What you will do = The answer must be an exact copy of the records, with every picture left out.

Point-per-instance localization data
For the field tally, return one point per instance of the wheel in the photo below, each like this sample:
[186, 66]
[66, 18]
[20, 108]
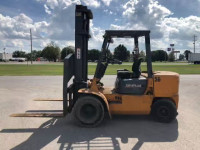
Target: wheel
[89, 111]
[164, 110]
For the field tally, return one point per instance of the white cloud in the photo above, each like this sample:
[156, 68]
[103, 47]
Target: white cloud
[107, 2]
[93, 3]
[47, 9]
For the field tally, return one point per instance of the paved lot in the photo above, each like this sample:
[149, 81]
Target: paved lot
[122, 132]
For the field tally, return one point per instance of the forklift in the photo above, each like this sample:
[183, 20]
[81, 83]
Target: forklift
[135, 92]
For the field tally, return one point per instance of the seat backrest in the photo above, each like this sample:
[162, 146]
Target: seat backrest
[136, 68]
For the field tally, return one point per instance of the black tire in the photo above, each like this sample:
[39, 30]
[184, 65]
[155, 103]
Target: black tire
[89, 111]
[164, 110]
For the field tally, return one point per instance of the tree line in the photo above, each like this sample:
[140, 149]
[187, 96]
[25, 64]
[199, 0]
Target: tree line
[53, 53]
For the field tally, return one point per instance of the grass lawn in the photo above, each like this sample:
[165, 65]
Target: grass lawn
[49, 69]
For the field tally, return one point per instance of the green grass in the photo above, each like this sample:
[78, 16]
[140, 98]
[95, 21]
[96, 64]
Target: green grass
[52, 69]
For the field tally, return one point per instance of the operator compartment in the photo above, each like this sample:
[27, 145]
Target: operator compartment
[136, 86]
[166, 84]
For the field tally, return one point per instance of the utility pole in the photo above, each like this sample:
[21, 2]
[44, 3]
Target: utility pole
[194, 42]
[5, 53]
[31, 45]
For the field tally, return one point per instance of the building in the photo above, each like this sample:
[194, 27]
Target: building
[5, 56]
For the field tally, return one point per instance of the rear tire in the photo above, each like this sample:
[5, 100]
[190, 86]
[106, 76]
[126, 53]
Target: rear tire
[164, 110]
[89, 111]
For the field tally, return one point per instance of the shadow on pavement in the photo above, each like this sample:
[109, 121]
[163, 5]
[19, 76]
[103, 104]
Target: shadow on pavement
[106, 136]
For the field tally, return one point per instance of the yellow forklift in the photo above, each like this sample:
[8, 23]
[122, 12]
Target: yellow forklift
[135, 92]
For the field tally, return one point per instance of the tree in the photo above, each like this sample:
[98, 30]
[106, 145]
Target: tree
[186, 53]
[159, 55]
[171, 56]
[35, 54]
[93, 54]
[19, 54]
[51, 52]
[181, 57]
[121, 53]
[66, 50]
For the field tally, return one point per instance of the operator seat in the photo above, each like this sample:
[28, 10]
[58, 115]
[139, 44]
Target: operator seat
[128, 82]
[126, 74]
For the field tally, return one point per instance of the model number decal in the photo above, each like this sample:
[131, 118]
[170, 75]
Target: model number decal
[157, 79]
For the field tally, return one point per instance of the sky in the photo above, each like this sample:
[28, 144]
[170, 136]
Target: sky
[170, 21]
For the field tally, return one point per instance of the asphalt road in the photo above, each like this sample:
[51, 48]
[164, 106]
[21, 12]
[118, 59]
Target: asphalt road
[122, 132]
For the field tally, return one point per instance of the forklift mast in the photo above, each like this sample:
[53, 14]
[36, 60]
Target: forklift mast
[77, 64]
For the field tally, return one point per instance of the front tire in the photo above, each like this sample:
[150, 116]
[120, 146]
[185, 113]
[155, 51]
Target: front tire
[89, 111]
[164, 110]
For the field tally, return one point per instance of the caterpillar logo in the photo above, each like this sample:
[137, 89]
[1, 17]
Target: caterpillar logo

Task solution =
For the field tally, return one point per instance of the wheel in the photo below, each like this sample:
[186, 66]
[66, 18]
[20, 108]
Target: wheel
[89, 111]
[164, 110]
For the field tally, return one point per instance of the white cloud in the photo above, each like this sample:
[156, 68]
[103, 47]
Target: white cloud
[107, 2]
[93, 3]
[47, 9]
For the field tally, return one point per instance of the paved lot in the photo above, each like this sample:
[149, 81]
Target: paved lot
[122, 132]
For the field tally, return one point per instance of the forklift in the photo above, each like this sample:
[183, 20]
[81, 83]
Target: forklift
[135, 92]
For the field tally, return one point per instance of the seat backrest in the photo above, each like this sample:
[162, 146]
Target: seat backrest
[136, 68]
For the field tally, return one point per instance of the black tire in the photo above, each like this sample:
[39, 30]
[184, 65]
[155, 103]
Target: black tire
[89, 111]
[164, 110]
For the field tally, return one point per instance of the tree line in the photo above, each like this sample:
[140, 149]
[187, 96]
[25, 64]
[199, 0]
Target: tree line
[53, 53]
For the field tally, return one point per instance of the grass lawn in the photo above, each like this sample:
[165, 65]
Target: grass lawn
[49, 69]
For the field tally, return one point per instance of the green grass in the photo above, each like this sample:
[78, 16]
[140, 98]
[95, 21]
[96, 64]
Target: green grass
[52, 69]
For the field tally, return one point per instance of the operator compartment in the photo above, each like this sample:
[27, 145]
Target: operator compartment
[136, 86]
[166, 84]
For the field tally, return one point per instance of the utility pole in the photo above, each like this sample:
[21, 2]
[44, 3]
Target: utility pole
[194, 42]
[5, 53]
[31, 45]
For the field tally, return one point per instance of the building in the photo above, each like this sample:
[194, 27]
Target: building
[5, 56]
For the field tally, return one point per instance of the rear tire in the photo above, each like this sample:
[5, 100]
[190, 86]
[106, 76]
[126, 53]
Target: rear tire
[164, 110]
[89, 111]
For the field tally, return one point per instance of the shadow on pavement in the photo above, each like this sample:
[109, 121]
[163, 5]
[19, 76]
[103, 104]
Target: shadow on pavement
[106, 136]
For the field tally, return one point per instance of the yellow forklift in the photo above, each like this sample:
[8, 23]
[122, 12]
Target: yellow forklift
[135, 92]
For the field tally, return one point per instance of the tree in the photo above, each like this sample:
[98, 30]
[106, 145]
Target: tree
[186, 53]
[159, 55]
[171, 56]
[35, 54]
[93, 54]
[19, 54]
[51, 52]
[181, 57]
[121, 53]
[66, 50]
For the field tally, return one point per instance of the operator seat in the photo above, each like this sample:
[28, 10]
[58, 115]
[139, 44]
Target: operator seat
[128, 82]
[126, 74]
For the field tally, return one point per instance of the model number decal in the photo above, each like this sample:
[131, 118]
[170, 75]
Target: model number decal
[157, 79]
For the field tally, return one point per instance of the sky in the photo above, each like this sample:
[28, 144]
[170, 136]
Target: sky
[170, 21]
For the field tally, return one point per instance of the asphalt road in the photo above, each like this sample:
[51, 48]
[164, 106]
[21, 12]
[118, 59]
Target: asphalt road
[122, 132]
For the field tally, return one point per instance of the forklift mast in the photo above, each like this sample:
[53, 14]
[36, 60]
Target: forklift mast
[77, 64]
For the field tally, return one point per instance of the front tire in the photo above, each like this sample:
[150, 116]
[120, 146]
[185, 113]
[155, 51]
Target: front tire
[89, 111]
[164, 110]
For the field tally, return one point per instance of the caterpillar logo in the photo above, each like this sample:
[137, 89]
[1, 17]
Target: caterpillar logo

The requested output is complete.